Texte extrait:
..............................
Le cœur humain est lui-même le théâtre d’un drame sans cesse renaissant : il passe alternativement du calme à la tempête ; il aime et il hait ; il se laisse enthousiasmer, tromper, séduire ; il résiste, il souffre, il fait souffrir les autres ; ce sont des alternatives sans fin ; c’est la vie elle-même avec toutes les péripéties de son drame : océan mobile et jamais dompté. Voilà, certes, pour le théâtre, une source intarissable d’émotions : si le poète sait peindre les passions avec vérité, et parler le langage de la nature-, il est sûr, en tous temps et en tous lieux, de remuer les cœurs.

Les passions les plus dramatiques sont l’ambition, la vengeance et l’amour ; ce sont elles surtout qui poussent l’homme à de grandes actions, soit criminelles, soit vertueuses. Mais, en recherchant les grands effets sur le théâtre, l’auteur doit se garder de peindre le crime brutal et féroce ; l’effroi ne doit pas être poussé jusqu’à l’horreur sauvage, comme on le voit dans quelques drames modernes. Cette exagération monstrueuse de l’effet tragique est un grave défaut ; elle change l’émotion en dégoût, et s’adresse aux sens plutôt qu’à l’esprit ; elle recherche, non plus les passions simples et naturelles, mais les passions bizarres, exceptionnelles, extravagantes : c’est la dégradation de l’art dramatique.

L’amour, dans la tragédie moderne, est la passion dramatique par excellence :

De cette passion la sensible peinture
Est, pour aller au cœur, la route la plus sûre.
Boileau, Art poét.

Les anciens ont rarement employé l’amour comme mobile principal de l’action tragique ; chez les modernes, au contraire, il tient presque toujours la première place. Ce n’est pas pourtant que ce ressort soit indispensable, puisque sans lui la tragédie antique a atteint la perfection : Athalie et Mérope sont les chefs-d’œuvre de Racine et de Voltaire, et ne contiennent aucun rôle d’amour.

Néanmoins, aucune passion n’est plus universelle ni plus féconde en émotions de tout genre ; aucune n’est d’un effet plus sûr au théâtre, quand elle est maniée habilement. La première condition est que l’amour soit tragique, qu’il porte les personnages à de grands crimes ou à d’héroïques vertus, comme dans Phèdre, dans Andromaque, dans Zaïre. S’il dégénère en discours efféminés, en fades conversations, comme dans la Mort de Pompée, de Corneille, et dans l’Œdipe de Voltaire, il produit un effet tout contraire au but de la tragédie ; il manque d’intérêt et de pathétique. Il ne faut pas oublier que, dans la tragédie, personnages, sentiments et style, tout doit être héroïque et aspirer au sublime.
..............................
[Entrées de données recueillies]

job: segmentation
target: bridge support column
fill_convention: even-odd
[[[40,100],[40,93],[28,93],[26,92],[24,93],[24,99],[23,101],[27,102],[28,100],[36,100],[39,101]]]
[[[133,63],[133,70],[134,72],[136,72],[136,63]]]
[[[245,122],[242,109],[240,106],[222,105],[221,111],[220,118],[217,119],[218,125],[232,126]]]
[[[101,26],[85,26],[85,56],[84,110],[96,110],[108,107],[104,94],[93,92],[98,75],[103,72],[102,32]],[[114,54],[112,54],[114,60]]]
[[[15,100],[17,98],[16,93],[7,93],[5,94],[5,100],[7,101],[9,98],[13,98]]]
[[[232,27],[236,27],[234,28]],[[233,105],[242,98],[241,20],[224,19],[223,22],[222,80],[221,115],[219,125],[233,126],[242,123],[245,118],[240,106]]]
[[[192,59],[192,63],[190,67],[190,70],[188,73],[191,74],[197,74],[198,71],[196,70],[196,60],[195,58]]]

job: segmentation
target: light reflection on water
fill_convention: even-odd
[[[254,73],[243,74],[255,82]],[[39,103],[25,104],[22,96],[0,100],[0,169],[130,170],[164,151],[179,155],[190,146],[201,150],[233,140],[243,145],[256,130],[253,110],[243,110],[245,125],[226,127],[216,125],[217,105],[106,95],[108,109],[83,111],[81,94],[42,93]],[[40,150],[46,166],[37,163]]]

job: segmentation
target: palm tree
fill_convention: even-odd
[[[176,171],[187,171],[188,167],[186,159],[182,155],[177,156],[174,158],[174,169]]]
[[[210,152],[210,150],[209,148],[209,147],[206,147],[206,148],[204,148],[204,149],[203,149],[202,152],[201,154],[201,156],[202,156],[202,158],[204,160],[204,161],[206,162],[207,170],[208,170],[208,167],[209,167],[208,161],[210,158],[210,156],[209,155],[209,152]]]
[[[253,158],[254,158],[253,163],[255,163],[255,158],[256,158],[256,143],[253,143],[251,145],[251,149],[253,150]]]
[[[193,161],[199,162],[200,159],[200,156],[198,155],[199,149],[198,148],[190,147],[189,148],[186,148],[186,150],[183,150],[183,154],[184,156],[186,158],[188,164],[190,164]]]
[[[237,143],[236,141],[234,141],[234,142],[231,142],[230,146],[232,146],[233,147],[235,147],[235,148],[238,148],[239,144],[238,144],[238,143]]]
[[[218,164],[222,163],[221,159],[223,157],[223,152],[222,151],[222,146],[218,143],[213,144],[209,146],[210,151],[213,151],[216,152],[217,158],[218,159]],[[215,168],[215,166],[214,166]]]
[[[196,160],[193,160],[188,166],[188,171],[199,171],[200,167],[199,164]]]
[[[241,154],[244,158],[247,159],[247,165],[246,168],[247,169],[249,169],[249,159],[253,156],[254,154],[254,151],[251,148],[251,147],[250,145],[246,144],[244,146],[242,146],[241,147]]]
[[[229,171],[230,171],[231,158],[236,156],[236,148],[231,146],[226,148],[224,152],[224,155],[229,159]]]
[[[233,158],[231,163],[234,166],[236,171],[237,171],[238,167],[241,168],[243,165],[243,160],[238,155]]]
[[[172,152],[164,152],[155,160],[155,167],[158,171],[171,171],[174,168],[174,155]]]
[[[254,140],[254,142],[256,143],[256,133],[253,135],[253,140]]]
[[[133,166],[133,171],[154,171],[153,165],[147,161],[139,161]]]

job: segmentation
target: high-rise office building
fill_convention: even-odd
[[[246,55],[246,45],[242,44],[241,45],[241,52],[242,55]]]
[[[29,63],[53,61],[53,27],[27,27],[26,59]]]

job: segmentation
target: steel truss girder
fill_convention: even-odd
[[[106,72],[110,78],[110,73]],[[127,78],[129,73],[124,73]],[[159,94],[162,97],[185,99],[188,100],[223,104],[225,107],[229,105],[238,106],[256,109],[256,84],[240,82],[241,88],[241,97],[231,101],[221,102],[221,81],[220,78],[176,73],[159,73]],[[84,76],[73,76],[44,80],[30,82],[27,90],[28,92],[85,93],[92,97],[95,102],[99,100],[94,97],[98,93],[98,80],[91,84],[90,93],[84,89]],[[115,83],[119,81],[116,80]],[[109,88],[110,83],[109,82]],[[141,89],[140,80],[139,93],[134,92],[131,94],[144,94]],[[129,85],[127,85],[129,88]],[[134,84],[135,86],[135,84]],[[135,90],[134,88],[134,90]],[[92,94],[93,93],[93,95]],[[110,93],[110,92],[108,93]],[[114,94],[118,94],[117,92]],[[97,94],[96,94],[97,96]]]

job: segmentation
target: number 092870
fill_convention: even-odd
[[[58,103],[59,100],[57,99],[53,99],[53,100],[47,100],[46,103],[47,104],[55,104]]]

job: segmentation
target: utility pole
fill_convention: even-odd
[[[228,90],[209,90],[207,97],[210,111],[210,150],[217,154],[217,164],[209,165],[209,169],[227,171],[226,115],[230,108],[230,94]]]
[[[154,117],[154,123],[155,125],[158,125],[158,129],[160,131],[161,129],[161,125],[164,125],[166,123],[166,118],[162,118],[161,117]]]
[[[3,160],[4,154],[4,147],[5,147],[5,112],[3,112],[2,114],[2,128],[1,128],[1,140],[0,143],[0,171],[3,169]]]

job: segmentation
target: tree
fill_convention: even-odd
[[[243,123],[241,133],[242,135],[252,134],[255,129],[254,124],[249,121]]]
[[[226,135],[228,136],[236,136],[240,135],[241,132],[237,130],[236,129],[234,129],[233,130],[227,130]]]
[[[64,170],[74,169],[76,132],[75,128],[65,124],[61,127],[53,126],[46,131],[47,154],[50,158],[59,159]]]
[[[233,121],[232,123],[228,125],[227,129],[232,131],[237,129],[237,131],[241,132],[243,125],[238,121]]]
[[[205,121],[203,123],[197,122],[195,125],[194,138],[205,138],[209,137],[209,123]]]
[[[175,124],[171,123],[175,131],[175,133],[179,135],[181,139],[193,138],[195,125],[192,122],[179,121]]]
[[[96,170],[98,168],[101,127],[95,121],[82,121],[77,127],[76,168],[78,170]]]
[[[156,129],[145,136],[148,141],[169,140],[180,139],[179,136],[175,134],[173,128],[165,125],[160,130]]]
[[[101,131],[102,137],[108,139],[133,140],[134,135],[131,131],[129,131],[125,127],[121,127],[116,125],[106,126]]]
..............................
Consigne:
Recopiez à l'identique le passage du texte sur les passions au théâtre situé entre « Le cœur humain » et « remuer les cœurs. », ces deux bornes comprises.

Résultat attendu:
Le cœur humain est lui-même le théâtre d’un drame sans cesse renaissant : il passe alternativement du calme à la tempête ; il aime et il hait ; il se laisse enthousiasmer, tromper, séduire ; il résiste, il souffre, il fait souffrir les autres ; ce sont des alternatives sans fin ; c’est la vie elle-même avec toutes les péripéties de son drame : océan mobile et jamais dompté. Voilà, certes, pour le théâtre, une source intarissable d’émotions : si le poète sait peindre les passions avec vérité, et parler le langage de la nature-, il est sûr, en tous temps et en tous lieux, de remuer les cœurs.